## Problem
Return the listing word for word, as given.

## Position annotation records
■ ■ ■ ■

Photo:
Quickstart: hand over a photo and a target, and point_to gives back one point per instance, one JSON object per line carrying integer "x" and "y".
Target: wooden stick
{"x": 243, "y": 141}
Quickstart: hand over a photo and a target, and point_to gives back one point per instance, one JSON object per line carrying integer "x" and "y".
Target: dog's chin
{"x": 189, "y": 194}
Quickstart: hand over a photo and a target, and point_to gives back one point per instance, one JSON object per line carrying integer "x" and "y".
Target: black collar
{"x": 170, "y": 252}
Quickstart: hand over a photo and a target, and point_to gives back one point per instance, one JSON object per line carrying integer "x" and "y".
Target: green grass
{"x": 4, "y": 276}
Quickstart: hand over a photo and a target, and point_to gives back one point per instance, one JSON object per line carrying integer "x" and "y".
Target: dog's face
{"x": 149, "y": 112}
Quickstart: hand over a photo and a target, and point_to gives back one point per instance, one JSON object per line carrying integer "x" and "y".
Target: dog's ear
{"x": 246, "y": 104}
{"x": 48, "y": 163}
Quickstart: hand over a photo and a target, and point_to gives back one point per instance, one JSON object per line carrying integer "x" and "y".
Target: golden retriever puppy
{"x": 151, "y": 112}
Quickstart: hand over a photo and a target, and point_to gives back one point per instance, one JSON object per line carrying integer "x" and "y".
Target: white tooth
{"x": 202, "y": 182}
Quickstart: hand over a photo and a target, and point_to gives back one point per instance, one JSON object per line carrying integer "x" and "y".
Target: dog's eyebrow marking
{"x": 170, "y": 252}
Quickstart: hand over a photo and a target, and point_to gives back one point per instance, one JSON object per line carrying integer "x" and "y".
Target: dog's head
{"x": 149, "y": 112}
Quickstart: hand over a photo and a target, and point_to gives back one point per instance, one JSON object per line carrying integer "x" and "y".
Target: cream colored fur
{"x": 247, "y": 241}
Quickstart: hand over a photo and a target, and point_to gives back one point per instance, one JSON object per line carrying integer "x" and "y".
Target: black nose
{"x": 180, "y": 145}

■ ■ ■ ■

## Exercise response
Photo:
Quickstart: hand over a photo and a target, and point_to gives back one point per instance, one JSON object per line carrying integer "x" and "y".
Target: wooden stick
{"x": 243, "y": 141}
Quickstart: hand over a photo and a target, and point_to gives back one point per instance, one JSON object per line carrying integer "x" and "y".
Target: dog's chin
{"x": 189, "y": 194}
Quickstart: hand over a photo and a target, and point_to gives back one point per instance, one JSON object per line carrying integer "x" and "y".
Target: black collar
{"x": 170, "y": 252}
Quickstart: hand over a photo and a target, and point_to gives back one point per instance, one JSON object per line carrying integer "x" and "y".
Target: green grass
{"x": 4, "y": 276}
Quickstart: hand over a photo and a target, and point_to gives back one point per instance, one JSON object per line carrying integer "x" and "y".
Target: dog's face
{"x": 149, "y": 112}
Quickstart: hand over a photo and a target, and point_to gives back one point per instance, one JSON object per line carrying integer "x" and "y".
Target: dog's ear
{"x": 246, "y": 104}
{"x": 48, "y": 163}
Quickstart: hand over a photo and a target, and point_to gives back one point per instance, one JSON object per line carrying integer "x" and "y".
Target: golden retriever puppy
{"x": 151, "y": 112}
Quickstart: hand over a photo and a target, and point_to gives back one point per instance, one JSON object per line carrying integer "x" and "y".
Target: white tooth
{"x": 202, "y": 182}
Quickstart: hand over a photo and a target, and point_to gives back one point per instance, one JSON object per line carrying integer "x" and "y".
Target: dog's eyebrow marking
{"x": 170, "y": 252}
Quickstart: hand over a photo and a target, and point_to gives back one point per instance, one JSON object per line carrying integer "x" and "y".
Target: dog's head
{"x": 149, "y": 112}
Quickstart: hand over a photo and a target, and point_to gives back one point per instance, one JSON object per line carrying integer "x" and "y".
Target: cream colored fur
{"x": 247, "y": 241}
Quickstart: hand over a photo and a target, and point_to gives back one point per instance, one JSON object per line carrying integer "x" and "y".
Target: black nose
{"x": 180, "y": 145}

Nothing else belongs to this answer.